(DOCUMENT SOURCE)
RENARD : Mais on n’avait pas le choix ! Je sais qu’on a donné un mauvais signal en le laissant partir après son boycott du stage, je ne suis pas fou. Mais on n’est pas Manchester City. Trebel avait une certaine valeur financière, on ne pouvait pas se permettre de l’écarter. Parce qu’alors, on perdait tout. À City, tu le mets deux mois en U21, et ça, c’est un très bon signal que tu envoies au noyau. Et puis, en stage, le groupe m’a fait comprendre qu’il ne voulait pas que Trebel revienne. Maintenant, je suis persuadé que la situation sportive l’a influencé dans sa décision d’aller au clash. Si on est dans le top 6 fin décembre, je pense qu’il ne fait pas ça. Enfin bon, à partir du moment où il avait décidé de s’en aller, on préférait qu’il aille à Anderlecht plutôt qu’à Gand…

Les supporters n’ont pas le même raisonnement !

RENARD : Attention, on ne l’a pas influencé dans son choix. C’est lui seul qui a décidé au dernier moment d’aller à droite alors qu’on l’attendait à gauche pour la signature. Je comprends que pour un supporter du Standard, c’est toujours une catastrophe de voir un bon joueur filer à Anderlecht. Notre capitaine, en plus. Mais imagine qu’il soit allé à Gand. On était en lutte avec eux. Ils viennent chez nous pour un des derniers matches et Trebel marque le but de la victoire. Les supporters disent quoi ? Qu’est-ce qu’on se prend encore comme critiques ? Et ça, c’est un de mes problèmes.

On est arrivés à un stade, au Standard, où les gens critiquent toutes nos décisions. Tu décides A, tu prends. Tu décides B, tu prends aussi. Trebel est parti dans un club qui était quand même bien devant nous au classement, Anderlecht n’était pas un concurrent direct comme Gand. Je l’ai dit à Trebel : -Si tu vas à Gand, tu les bonifies de 25 %. Ça, c’était dangereux pour nous. Et puis, imagine qu’on batte Bruges à la reprise, qu’on entre dans une spirale positive et qu’on se qualifie pour les play-offs. Qu’est-ce qu’on dit alors à propos Trebel ? Les gens disent qu’on a bien fait de le vendre, que la pomme pourrie est partie. Ce n’était pas une pomme pourrie, mais bon, c’est ce qu’on aurait sans doute entendu. Je te répète que c’est devenu très compliqué de prendre des décisions qui plaisent.

(CONSIGNES)
[a] D'après le document source, de quel pourcentage Renard dit-il à Trebel qu'il aurait bonifié Gand en y allant ?
[b] Trouvez dans la liste chaque ligne où figure la chaîne "dirt", puis recopiez ces lignes.

(DONNÉES À TRAITER)
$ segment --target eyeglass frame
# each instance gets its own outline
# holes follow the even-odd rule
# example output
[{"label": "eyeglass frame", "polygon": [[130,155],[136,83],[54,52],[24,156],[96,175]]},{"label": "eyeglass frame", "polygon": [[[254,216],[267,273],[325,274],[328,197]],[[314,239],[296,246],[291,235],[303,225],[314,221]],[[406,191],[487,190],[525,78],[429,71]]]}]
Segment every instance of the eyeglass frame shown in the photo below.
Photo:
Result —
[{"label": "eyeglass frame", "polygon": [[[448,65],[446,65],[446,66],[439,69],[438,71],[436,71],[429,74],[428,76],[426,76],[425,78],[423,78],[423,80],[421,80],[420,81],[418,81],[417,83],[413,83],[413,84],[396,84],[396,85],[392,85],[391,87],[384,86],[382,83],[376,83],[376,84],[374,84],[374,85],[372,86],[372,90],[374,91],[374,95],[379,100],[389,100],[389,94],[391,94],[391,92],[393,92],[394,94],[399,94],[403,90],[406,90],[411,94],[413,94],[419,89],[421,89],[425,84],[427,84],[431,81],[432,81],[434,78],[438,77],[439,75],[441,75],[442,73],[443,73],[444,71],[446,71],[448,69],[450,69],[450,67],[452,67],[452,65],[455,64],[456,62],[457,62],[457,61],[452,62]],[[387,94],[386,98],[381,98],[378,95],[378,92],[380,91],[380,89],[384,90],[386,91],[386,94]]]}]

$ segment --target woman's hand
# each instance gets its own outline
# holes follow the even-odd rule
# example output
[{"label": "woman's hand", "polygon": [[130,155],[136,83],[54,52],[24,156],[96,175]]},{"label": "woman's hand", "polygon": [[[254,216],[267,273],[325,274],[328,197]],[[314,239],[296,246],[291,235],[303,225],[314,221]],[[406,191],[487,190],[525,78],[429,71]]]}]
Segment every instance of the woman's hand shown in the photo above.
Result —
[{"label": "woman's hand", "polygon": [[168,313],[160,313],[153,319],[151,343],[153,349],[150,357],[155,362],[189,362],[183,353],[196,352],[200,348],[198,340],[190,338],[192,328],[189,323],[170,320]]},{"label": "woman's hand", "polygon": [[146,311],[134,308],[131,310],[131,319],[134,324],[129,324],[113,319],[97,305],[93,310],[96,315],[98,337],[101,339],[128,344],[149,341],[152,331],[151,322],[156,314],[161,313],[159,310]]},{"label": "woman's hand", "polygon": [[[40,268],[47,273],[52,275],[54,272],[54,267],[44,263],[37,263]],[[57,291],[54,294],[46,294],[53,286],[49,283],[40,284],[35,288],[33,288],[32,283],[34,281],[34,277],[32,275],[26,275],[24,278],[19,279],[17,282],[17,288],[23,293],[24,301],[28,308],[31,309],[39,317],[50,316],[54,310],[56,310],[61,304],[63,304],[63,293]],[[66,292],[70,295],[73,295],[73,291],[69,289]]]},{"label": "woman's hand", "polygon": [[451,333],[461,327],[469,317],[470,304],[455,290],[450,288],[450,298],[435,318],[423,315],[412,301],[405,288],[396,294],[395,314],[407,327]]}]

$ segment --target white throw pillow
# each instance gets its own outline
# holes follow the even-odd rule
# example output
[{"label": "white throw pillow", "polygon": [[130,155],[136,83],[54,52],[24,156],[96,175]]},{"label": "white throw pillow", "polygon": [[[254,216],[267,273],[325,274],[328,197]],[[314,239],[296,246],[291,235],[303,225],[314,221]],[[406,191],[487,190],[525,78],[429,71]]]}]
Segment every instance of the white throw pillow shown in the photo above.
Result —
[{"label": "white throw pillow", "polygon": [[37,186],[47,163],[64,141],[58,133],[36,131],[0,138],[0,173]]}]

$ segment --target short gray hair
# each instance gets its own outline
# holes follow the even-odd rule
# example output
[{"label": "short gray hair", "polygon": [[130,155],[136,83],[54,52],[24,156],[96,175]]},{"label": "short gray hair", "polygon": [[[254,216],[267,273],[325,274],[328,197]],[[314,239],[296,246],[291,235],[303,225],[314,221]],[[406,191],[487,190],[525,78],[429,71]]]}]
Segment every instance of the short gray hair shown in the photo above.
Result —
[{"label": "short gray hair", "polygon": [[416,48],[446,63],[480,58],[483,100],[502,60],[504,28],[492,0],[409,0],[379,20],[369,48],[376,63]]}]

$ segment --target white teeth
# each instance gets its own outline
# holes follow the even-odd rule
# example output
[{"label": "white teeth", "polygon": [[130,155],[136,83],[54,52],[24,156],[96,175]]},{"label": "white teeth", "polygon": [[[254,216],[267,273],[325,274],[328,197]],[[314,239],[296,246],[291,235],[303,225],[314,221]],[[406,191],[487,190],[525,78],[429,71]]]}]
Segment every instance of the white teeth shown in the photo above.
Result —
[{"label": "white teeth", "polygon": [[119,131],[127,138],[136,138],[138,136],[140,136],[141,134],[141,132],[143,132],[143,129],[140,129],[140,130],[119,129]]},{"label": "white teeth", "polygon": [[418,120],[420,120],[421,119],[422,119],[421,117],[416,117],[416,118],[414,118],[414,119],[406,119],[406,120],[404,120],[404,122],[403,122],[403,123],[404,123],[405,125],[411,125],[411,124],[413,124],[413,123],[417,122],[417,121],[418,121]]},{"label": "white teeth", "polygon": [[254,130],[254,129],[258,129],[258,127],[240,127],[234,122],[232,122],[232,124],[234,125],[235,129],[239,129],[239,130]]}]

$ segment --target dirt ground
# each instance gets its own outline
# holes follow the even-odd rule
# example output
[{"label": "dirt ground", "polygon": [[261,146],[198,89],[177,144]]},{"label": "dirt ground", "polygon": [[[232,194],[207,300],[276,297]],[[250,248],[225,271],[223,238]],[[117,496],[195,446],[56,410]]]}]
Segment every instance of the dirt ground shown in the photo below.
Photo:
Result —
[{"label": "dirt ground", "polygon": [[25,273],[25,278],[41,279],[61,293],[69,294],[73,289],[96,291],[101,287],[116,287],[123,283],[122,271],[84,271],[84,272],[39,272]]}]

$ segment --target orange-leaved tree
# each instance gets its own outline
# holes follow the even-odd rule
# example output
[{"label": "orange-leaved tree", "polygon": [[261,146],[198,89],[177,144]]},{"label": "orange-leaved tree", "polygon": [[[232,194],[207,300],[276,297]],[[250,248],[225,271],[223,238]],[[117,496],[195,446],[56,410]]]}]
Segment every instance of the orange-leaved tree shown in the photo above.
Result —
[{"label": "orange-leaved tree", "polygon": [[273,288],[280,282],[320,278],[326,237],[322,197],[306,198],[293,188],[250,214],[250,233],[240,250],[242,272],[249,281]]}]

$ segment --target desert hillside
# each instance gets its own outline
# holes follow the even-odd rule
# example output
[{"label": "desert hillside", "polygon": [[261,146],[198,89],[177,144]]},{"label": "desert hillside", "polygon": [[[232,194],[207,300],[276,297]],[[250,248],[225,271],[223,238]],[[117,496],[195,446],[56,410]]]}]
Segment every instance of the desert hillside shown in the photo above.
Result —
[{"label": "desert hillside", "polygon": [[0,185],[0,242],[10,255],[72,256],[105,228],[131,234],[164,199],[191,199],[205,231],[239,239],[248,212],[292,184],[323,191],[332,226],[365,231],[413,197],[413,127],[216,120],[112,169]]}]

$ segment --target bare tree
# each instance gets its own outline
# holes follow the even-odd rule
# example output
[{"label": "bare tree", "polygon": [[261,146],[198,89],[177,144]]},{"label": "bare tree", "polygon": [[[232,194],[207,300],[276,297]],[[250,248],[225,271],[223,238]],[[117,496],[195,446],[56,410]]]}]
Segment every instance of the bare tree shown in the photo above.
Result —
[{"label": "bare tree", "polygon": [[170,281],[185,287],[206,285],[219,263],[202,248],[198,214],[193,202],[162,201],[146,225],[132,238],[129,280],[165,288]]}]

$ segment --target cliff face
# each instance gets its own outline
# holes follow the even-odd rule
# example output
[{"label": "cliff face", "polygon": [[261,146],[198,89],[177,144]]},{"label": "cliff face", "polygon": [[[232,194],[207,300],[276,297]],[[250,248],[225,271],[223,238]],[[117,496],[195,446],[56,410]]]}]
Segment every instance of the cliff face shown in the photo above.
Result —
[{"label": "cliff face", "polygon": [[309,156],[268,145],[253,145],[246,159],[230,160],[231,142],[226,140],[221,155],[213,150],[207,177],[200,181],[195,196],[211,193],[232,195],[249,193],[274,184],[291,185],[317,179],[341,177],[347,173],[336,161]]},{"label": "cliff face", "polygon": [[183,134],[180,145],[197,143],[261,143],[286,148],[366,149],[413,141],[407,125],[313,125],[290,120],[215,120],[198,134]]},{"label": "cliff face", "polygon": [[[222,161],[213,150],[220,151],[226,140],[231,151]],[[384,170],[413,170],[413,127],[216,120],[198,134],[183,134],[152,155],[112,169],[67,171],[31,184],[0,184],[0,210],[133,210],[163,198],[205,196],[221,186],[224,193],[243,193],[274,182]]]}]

(RÉPONSES PAR TÂCHE)
[a] De 25 %.

[b]
$ segment --target dirt ground
[{"label": "dirt ground", "polygon": [[261,146],[198,89],[177,144]]},{"label": "dirt ground", "polygon": [[[232,194],[207,300],[276,297]],[[250,248],[225,271],[223,238]],[[117,496],[195,446],[56,410]]]}]
Segment every instance of the dirt ground shown in the photo below.
[{"label": "dirt ground", "polygon": [[25,273],[25,278],[41,279],[61,293],[69,294],[73,289],[96,291],[101,287],[116,287],[123,283],[122,271],[84,271],[84,272],[39,272]]}]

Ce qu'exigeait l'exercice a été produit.